_Using the information:_
(1) In the wartime chronology, which ship picked up the 23 survivors of the Jeremiah Van Rensselaer?
(2) Summarize the wartime chronology in three sentences.
(3) Carry on the wartime chronology from the point where it stops.

_Text segment:_

● ● ●

The Russians are advancing to the rail link between Nikopol and Axis territory. (Gene Hanson)
AUSTRALIA: The 319th Bombardment Squadron (Heavy) USAAF is transferred to Darwin and placed under the operational control of the RAAF Command. (Jack McKillop)
ATLANTIC OCEAN:
At 0304, US Liberty ship Jeremiah Van Rensselaer in station #45 (last ship in the extreme port column) of Convoy HX-224 was torpedoed by U-456. The ship had been in station #11, but had performed poorly keeping station and kept her station about once in seven nights, she managed to catch up in the daytime and consequently her position was changed.
Two torpedoes struck on the port side in the #1 hold. The explosion created a hole 8 feet by 30 feet, blew the hatch cover off, spewed cargo overboard and started a fire. A short time later, a third torpedo struck on the port side at #4 hatch and blew a truck standing on deck into the water and also started a small fire. The engines were secured and some of the eight officers, 34 crewmen, 28 armed guards (the ship was armed with one 4in, one 3in and eight 20mm guns) and one passenger abandoned ship. Panicking, they tried to launch three lifeboats, but two capsized in the rough seas. Eight men got away in a boat and others jumped overboard and swam to three rafts, but the harsh weather and cold water caused the most men to die from exposure. Only one officer, six crewmen and 17 armed guards survived. 23 survivors and three bodies were picked up after five hours by the British rescue ship Accrington and landed at Gourock. A boarding party from USCGC Ingham later boarded the ship and noted that she could have been saved, but the watch below left the boilers fire lit, which burned the boilers out. The vessel was scuttled by gunfire at 1300. The boarding party also found one man whom never left the ship and took him to the escort vessel. One week later two bodies were recovered from a raft by the French corvette Lobelia. (Dave Shirlaw)
"German Field Marshal Friedrich Paulus (left), accompanied by two staff officers, walks toward Red Army headquarters to sign the formal surrender of the Sixth Army at Stalingrad, Russia.
Paulus had begged Hitler to allow a retreat before it became too late, but the Führer refused to give up, leaving the exhausted and starving army surrounded by Soviet forces.

● ● ●

_Supplied data:_
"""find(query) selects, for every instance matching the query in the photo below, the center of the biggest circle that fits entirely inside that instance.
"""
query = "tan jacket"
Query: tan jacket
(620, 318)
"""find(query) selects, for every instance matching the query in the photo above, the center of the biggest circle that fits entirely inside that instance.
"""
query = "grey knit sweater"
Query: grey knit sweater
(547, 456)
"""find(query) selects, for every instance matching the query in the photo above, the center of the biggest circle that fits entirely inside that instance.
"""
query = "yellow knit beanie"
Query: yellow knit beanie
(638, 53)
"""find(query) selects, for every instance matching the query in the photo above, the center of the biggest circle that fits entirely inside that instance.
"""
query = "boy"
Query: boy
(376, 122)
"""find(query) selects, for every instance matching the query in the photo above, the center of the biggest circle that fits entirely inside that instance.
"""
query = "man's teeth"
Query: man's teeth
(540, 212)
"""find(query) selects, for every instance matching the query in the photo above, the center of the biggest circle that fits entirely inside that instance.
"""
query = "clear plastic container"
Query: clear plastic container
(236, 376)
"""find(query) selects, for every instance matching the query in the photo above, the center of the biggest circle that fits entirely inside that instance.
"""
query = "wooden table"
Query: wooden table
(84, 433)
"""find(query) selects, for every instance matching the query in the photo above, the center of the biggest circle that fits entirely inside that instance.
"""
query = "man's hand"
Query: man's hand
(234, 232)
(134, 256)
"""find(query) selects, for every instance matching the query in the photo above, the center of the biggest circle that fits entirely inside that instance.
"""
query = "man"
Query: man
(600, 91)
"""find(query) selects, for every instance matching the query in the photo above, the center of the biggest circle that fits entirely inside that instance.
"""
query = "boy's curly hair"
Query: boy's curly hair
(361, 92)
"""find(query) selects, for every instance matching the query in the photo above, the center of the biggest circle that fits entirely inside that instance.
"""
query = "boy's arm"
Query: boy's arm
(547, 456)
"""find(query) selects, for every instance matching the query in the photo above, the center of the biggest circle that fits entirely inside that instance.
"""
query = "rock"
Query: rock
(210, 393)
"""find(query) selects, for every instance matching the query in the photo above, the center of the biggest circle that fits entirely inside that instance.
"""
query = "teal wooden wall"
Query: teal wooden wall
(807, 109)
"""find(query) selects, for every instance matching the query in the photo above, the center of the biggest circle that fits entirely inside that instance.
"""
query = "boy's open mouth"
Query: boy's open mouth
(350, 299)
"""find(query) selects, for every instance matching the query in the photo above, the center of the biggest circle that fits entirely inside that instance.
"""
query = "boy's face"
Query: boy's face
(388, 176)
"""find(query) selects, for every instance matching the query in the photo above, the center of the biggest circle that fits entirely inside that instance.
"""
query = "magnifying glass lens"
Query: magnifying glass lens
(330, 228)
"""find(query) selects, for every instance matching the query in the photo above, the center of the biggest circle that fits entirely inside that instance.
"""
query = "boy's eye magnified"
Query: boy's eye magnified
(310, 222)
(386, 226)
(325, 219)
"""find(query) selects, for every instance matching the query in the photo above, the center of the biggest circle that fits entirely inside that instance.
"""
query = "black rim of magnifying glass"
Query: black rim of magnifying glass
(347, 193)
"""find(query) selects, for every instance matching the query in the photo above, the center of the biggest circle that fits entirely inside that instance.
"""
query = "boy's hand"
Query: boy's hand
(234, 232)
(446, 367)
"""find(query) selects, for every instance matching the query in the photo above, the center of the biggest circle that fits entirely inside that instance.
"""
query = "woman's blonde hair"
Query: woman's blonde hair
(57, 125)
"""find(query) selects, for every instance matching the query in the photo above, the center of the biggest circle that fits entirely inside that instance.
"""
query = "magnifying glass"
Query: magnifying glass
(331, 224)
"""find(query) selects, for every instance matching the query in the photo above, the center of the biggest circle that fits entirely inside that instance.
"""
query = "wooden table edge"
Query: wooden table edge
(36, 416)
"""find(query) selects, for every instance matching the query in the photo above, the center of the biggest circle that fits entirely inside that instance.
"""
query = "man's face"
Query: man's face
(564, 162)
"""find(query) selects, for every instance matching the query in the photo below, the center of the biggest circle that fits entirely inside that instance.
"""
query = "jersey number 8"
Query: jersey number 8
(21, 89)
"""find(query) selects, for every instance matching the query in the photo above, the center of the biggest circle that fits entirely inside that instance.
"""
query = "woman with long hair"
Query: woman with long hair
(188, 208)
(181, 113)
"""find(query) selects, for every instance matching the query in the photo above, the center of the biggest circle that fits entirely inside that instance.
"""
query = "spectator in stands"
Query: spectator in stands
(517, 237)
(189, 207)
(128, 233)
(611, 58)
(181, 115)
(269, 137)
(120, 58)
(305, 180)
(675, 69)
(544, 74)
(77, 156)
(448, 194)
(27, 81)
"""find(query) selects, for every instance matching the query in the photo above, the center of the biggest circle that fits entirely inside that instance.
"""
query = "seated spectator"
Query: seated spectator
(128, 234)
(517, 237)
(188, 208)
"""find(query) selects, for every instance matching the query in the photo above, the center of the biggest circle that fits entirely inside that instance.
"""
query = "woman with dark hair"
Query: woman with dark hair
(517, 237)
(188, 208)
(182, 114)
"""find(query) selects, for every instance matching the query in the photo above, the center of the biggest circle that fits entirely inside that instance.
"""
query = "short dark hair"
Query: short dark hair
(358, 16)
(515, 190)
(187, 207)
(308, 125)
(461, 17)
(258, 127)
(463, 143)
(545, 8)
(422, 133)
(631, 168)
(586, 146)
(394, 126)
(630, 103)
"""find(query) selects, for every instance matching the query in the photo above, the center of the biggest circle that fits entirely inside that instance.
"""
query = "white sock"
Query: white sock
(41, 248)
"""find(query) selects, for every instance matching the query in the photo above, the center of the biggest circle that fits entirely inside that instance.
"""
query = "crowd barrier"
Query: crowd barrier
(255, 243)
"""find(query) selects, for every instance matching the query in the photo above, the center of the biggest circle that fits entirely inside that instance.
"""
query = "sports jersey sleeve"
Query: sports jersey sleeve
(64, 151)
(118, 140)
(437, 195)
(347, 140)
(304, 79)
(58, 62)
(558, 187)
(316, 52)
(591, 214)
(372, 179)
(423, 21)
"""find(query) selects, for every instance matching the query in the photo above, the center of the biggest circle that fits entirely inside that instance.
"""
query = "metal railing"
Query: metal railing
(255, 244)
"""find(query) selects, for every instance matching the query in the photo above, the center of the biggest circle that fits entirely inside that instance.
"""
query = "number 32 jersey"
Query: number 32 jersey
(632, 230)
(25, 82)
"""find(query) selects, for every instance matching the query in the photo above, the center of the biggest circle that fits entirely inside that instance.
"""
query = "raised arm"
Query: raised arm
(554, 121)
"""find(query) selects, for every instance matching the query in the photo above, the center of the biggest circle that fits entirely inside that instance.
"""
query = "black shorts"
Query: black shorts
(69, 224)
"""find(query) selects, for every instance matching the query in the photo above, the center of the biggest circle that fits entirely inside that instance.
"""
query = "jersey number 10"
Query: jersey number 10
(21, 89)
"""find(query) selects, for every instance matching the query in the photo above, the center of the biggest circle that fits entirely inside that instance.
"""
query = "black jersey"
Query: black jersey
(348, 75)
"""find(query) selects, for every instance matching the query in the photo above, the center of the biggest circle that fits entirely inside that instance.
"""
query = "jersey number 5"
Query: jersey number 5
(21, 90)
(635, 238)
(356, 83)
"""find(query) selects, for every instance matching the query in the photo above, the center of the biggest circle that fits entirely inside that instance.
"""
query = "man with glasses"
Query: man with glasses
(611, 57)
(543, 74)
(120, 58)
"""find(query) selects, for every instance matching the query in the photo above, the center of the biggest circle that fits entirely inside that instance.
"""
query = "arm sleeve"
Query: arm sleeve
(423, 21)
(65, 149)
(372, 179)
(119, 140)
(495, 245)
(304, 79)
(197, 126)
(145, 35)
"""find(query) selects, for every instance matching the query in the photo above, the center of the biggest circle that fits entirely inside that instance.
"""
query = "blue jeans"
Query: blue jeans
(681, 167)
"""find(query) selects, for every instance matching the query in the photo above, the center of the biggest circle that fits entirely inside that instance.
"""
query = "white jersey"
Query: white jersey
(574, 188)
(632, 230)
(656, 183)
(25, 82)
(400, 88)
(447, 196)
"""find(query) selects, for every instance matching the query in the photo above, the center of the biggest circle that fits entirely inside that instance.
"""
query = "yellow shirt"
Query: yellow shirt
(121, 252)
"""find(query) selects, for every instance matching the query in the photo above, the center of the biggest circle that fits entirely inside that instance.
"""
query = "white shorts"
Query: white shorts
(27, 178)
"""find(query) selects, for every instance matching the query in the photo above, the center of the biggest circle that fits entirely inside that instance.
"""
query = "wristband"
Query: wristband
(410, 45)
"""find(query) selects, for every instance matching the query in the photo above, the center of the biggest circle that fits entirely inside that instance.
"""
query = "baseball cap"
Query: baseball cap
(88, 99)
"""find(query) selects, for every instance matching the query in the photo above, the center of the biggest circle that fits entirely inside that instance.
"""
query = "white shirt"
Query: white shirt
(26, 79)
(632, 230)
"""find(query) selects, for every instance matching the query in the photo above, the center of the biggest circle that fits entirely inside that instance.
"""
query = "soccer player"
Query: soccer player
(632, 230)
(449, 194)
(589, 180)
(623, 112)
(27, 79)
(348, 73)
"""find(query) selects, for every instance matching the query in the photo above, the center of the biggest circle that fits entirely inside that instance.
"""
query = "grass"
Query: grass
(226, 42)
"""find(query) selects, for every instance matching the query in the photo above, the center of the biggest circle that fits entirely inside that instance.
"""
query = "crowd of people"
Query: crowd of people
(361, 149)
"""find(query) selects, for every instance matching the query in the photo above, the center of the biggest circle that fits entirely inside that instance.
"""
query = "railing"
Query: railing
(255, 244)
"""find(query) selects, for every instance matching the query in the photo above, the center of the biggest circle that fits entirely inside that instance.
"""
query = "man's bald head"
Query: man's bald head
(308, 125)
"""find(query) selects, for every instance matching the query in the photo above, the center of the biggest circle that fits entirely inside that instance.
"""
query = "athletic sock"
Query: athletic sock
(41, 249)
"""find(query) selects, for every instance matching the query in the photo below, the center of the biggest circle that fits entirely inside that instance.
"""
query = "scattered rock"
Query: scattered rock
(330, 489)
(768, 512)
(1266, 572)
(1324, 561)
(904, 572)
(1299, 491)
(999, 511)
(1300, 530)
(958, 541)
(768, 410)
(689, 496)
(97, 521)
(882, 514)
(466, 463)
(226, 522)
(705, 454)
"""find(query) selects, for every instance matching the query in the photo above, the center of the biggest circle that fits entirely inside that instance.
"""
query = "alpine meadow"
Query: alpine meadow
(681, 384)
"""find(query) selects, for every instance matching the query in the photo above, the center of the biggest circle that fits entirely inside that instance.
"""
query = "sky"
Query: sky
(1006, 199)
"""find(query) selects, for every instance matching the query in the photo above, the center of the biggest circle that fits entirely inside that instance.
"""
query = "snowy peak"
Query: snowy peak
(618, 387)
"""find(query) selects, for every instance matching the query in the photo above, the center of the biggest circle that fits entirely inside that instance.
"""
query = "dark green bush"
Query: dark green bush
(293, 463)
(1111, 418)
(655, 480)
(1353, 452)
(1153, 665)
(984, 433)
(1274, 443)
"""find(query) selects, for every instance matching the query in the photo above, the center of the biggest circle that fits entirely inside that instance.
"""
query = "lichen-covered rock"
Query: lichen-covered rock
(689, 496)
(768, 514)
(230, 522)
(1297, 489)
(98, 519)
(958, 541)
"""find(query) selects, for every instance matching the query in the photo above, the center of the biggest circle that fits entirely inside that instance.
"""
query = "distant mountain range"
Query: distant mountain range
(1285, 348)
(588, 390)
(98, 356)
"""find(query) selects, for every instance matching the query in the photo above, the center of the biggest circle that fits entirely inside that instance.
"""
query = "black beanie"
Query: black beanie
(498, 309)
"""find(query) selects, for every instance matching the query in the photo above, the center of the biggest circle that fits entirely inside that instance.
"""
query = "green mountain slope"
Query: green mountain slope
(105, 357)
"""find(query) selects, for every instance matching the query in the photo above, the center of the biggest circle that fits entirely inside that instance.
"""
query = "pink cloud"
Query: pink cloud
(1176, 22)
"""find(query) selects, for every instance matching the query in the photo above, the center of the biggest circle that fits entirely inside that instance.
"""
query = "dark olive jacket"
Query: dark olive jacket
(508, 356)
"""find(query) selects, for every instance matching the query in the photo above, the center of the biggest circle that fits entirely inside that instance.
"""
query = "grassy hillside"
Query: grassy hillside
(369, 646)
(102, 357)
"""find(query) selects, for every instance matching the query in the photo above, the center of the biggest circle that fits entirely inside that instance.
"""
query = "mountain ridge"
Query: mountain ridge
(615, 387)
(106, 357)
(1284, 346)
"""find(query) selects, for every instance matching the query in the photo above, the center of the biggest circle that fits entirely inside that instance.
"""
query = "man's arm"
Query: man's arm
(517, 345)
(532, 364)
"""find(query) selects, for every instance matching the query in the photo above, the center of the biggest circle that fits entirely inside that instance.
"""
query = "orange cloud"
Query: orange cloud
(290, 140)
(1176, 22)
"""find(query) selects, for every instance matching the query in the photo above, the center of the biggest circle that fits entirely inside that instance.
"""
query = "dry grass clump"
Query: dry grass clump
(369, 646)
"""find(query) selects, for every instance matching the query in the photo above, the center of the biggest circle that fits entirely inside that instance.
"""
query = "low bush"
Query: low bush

● ● ●

_Answers per task:_
(1) The British rescue ship Accrington picked them up.

(2) The Russians are advancing to the rail link between Nikopol and Axis territory, and the USAAF's 319th Bombardment Squadron (Heavy) is transferred to Darwin under the operational control of the RAAF Command. In the Atlantic, U-456 torpedoed the US Liberty ship Jeremiah Van Rensselaer of Convoy HX-224, most of those aboard died from exposure after a panicked abandonment, and the ship was later scuttled by gunfire. German Field Marshal Friedrich Paulus walks toward Red Army headquarters to sign the surrender of the Sixth Army at Stalingrad, after Hitler refused his pleas to allow a retreat.

(3)
"Fortress Stalingrad," as Hitler called the troops, could not withstand the fierce winter and the lack of supplies and reinforcements.
Against orders and in the hopes of saving his remaining men, Paulus surrendered on February 3.
While he and his senior staff survived, most of his men did not."
"Within the walls of Auschwitz and other camps, humans replaced animals as subjects for experimentation.
Unscrupulous surgeries were performed on inmates, both healthy and ill, and subjects were exposed to a variety of chemicals and viruses.
Otherwise healthy prisoners were injected with typhus, tuberculosis, and malaria.
This photo shows the results of a substance coded B/F, seven days after injection into a prisoner's forearm."
"Jewish nurses and physicians struggled to care for the ill and injured within the ghettos.
Pictured here are patients and family members in the Kovno (Lithuania) Ghetto.
As trained medical personnel fell victim to disease and starvation, the ghetto's leadership sought to prepare new people to take their places.
Secret medical training was offered in Warsaw and, most likely, Kovno."
From Wiki she's presumed sunk next month:
On 23 February 1943 Turbulent sailed from Algiers for a patrol in the Tyrrhenian Sea. On 1 March she attacked and sank the Italian steam-ship Vincenz. On the 11th she is known to have attacked the mail ship Mafalda. The following morning the anti-submarine trawler Teti II sighted the periscope and conning tower of a submarine and attacked, it is believed, without success. Turbulent did not respond to any further messages and did not return when expected on 23 March. It is thought that Turbulent fell victim to a mine off Maddalena, Sardinia. The wreck has never been found and any reference to its discovery is incorrect.